» **Task directions**
All records should be reproduced verbatim.

BEGIN Supplied data

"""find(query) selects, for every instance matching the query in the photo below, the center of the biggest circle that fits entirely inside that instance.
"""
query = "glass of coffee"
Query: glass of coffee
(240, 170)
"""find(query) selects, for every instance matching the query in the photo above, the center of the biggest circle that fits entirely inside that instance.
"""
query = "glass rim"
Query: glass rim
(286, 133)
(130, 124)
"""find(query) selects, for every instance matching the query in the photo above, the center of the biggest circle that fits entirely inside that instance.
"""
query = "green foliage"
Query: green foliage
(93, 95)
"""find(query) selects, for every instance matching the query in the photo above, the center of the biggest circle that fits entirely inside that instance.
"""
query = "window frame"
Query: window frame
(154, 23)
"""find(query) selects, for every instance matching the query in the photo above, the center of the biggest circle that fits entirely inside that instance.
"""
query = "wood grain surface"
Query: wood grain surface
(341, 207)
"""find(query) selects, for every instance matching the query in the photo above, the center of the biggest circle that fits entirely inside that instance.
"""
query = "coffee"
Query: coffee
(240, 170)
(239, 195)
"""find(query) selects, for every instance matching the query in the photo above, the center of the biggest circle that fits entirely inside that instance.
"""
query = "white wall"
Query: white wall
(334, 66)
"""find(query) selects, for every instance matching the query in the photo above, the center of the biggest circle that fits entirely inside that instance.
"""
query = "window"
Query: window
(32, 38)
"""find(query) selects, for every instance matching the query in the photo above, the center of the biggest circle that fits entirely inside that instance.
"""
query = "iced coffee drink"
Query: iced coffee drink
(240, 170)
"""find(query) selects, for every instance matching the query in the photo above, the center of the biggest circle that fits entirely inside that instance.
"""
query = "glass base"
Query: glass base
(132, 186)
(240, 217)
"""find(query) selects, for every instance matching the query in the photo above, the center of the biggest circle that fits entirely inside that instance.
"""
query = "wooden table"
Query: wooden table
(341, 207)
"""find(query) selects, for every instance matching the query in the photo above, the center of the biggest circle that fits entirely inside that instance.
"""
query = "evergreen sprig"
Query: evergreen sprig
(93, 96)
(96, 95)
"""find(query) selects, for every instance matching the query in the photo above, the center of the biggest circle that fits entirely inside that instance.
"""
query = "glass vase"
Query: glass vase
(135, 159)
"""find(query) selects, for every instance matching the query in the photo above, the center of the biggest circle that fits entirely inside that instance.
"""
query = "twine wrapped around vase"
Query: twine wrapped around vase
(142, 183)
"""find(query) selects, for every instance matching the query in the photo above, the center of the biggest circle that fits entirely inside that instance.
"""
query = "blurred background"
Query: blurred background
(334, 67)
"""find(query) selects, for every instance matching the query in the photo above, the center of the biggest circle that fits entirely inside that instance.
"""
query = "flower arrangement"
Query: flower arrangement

END Supplied data

» **Solution for this problem**
"""find(query) selects, for every instance matching the query in the photo below, the center of the biggest circle that fits entirely inside that instance.
"""
query = "glass of coffee"
Query: glass of coffee
(240, 170)
"""find(query) selects, for every instance matching the query in the photo above, the center of the biggest circle that fits entirely inside that instance.
"""
query = "glass rim"
Query: glass rim
(286, 133)
(130, 124)
"""find(query) selects, for every instance matching the query in the photo above, the center of the biggest circle that fits entirely inside that instance.
"""
query = "green foliage"
Query: green foliage
(93, 95)
"""find(query) selects, for every instance matching the query in the photo above, the center of the biggest circle that fits entirely inside that instance.
"""
query = "window frame"
Query: window frame
(154, 23)
"""find(query) selects, for every instance matching the query in the photo above, the center of the biggest circle that fits entirely inside that instance.
"""
query = "wood grain surface"
Query: wood grain surface
(341, 207)
"""find(query) selects, for every instance matching the query in the photo above, the center of the biggest circle that fits entirely inside that instance.
"""
query = "coffee"
Query: coffee
(240, 170)
(239, 195)
"""find(query) selects, for every instance matching the query in the photo above, the center of the biggest circle that fits entirely inside that instance.
"""
query = "white wall"
Query: white wall
(334, 66)
"""find(query) selects, for every instance matching the query in the photo above, the center of the biggest circle that fits entirely inside that instance.
"""
query = "window"
Query: window
(32, 38)
"""find(query) selects, for every instance matching the query in the photo above, the center of the biggest circle that fits entirely inside that instance.
"""
query = "iced coffee drink"
Query: iced coffee drink
(240, 170)
"""find(query) selects, for every instance matching the query in the photo above, the center of the biggest circle that fits entirely inside that instance.
"""
query = "glass base"
Query: glass base
(132, 186)
(240, 217)
"""find(query) selects, for every instance matching the query in the photo above, the center of the biggest circle that fits entirely inside that instance.
"""
query = "wooden table"
Query: wooden table
(341, 207)
"""find(query) selects, for every instance matching the query in the photo above, the center of the biggest circle that fits entirely inside that instance.
"""
query = "evergreen sprig"
Query: evergreen sprig
(93, 96)
(96, 95)
"""find(query) selects, for every instance matching the query in the photo above, the center of the biggest circle that fits entirely inside that instance.
"""
query = "glass vase"
Query: glass vase
(135, 159)
"""find(query) selects, for every instance matching the query in the photo above, the center of the biggest circle that fits entirely inside that instance.
"""
query = "twine wrapped around vase"
Query: twine wrapped around vase
(142, 183)
"""find(query) selects, for every instance matching the query in the photo above, the center of the biggest circle that fits entirely inside that instance.
"""
query = "blurred background"
Query: blurred background
(334, 67)
"""find(query) selects, for every instance matching the query in the photo above, the center of the biggest circle that fits entirely inside that instance.
"""
query = "flower arrangement"
Query: flower arrangement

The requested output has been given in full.